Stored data

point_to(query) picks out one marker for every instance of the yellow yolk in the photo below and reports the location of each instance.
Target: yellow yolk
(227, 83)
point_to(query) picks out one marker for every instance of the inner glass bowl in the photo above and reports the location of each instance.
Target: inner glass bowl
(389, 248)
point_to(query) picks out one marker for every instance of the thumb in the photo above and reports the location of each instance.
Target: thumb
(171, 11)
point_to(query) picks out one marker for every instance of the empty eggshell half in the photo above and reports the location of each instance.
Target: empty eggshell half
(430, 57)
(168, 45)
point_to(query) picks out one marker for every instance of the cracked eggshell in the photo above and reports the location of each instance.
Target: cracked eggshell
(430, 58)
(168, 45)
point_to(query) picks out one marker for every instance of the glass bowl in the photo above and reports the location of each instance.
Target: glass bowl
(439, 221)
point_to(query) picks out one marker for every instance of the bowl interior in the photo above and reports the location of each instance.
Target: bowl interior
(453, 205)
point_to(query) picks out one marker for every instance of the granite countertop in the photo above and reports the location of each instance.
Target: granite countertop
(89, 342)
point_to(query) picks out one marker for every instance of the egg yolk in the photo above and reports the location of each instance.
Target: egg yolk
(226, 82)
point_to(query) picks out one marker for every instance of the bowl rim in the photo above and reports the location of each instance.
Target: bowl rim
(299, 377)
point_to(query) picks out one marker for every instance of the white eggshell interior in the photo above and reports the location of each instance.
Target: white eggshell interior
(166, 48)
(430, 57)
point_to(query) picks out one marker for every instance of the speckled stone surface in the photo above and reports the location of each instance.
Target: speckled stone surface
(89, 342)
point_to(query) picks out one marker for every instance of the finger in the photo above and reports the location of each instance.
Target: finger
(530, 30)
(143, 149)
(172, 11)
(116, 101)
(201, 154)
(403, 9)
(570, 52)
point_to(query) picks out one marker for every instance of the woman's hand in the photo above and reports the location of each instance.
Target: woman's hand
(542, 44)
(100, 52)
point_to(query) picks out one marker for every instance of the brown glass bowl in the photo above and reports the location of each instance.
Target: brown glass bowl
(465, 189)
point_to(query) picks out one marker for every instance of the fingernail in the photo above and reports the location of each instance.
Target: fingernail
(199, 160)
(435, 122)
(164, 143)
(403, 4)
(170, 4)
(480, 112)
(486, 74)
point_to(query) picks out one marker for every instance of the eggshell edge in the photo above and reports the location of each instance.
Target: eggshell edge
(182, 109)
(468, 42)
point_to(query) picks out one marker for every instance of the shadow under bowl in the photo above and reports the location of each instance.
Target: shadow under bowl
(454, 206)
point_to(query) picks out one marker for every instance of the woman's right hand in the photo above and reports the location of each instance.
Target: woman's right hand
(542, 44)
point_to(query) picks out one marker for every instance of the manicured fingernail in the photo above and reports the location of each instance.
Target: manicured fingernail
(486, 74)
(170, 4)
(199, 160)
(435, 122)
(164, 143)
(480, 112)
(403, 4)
---
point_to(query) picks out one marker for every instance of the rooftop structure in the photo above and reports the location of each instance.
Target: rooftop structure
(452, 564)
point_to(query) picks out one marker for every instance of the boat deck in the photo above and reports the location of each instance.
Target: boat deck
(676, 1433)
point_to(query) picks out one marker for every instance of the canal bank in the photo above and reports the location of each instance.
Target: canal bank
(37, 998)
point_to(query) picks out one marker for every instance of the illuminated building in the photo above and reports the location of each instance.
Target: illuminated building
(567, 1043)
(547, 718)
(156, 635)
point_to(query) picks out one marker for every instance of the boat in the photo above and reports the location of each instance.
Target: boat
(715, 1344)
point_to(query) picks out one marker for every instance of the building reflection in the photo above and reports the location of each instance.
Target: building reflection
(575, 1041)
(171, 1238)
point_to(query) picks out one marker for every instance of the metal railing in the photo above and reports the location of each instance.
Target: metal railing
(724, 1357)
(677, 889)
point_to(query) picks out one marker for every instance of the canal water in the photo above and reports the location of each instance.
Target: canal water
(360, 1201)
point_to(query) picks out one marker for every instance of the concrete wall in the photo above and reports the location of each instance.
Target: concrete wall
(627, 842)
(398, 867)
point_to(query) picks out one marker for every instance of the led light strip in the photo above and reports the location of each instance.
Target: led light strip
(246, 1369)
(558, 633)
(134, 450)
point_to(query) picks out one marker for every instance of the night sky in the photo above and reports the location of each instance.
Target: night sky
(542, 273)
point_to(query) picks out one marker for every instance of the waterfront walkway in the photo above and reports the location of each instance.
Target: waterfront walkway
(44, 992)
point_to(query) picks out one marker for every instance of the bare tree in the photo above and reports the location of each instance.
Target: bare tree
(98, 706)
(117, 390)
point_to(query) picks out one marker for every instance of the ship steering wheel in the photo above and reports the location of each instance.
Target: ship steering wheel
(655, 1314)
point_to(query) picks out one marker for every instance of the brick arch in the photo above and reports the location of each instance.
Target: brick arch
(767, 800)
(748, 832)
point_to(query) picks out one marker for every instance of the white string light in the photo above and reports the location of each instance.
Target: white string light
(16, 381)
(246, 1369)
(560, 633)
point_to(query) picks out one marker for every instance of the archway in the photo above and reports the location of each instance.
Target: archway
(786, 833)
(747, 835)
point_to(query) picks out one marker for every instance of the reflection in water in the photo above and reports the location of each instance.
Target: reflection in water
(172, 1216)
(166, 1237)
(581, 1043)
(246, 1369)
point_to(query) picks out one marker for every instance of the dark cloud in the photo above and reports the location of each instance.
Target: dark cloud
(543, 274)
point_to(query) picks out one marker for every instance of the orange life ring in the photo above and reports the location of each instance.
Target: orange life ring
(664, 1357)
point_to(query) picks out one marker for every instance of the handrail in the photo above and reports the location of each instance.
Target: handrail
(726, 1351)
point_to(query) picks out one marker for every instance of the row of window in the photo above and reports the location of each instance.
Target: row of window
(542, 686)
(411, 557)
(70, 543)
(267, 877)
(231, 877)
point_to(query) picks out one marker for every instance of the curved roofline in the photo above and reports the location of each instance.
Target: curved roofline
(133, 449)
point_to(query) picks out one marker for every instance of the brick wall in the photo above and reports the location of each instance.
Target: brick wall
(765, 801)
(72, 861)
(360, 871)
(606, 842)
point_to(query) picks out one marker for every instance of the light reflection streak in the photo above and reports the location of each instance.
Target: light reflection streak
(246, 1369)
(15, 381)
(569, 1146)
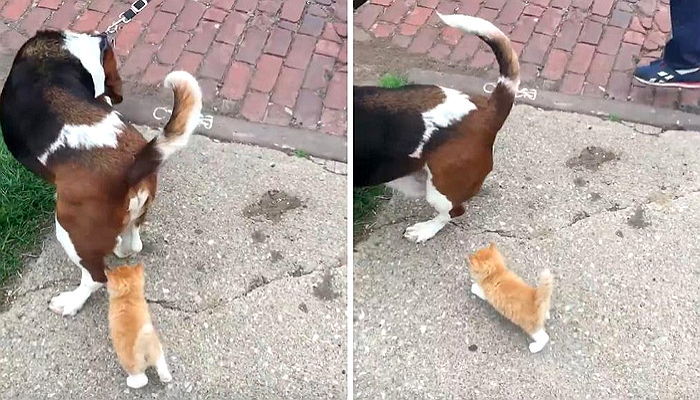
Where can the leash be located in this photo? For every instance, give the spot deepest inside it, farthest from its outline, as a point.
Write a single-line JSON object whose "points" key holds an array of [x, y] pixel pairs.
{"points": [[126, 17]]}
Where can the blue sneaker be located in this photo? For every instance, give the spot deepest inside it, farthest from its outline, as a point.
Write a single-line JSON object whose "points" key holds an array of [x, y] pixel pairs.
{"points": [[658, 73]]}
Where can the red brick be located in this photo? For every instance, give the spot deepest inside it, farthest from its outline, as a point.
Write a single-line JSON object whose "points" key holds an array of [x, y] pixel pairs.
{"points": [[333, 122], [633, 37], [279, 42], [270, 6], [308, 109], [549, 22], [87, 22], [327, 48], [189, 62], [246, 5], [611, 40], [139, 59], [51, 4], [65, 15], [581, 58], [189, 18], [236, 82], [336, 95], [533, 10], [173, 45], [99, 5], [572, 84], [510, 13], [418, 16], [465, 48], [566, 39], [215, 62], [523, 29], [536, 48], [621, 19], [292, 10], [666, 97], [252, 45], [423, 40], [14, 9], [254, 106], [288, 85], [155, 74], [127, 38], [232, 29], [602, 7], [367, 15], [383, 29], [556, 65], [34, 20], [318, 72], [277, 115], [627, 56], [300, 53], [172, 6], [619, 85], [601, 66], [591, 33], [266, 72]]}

- STATED PROBLEM: Please edit the records from the line with "of the dark" up to and including the line with "(664, 1357)", putting "storm cloud" wherever "dark cloud" appears and changing nothing else. Return only those lines.

- ANSWER IN FULL:
point_to(query) picks out one marker for every instance of the storm cloud in the photo above and reports the location of each instance.
Target: storm cloud
(543, 274)
point_to(query) picks out one marker for every instance of the orange life ring in the photo above and reports the location of each instance.
Target: orange life ring
(664, 1357)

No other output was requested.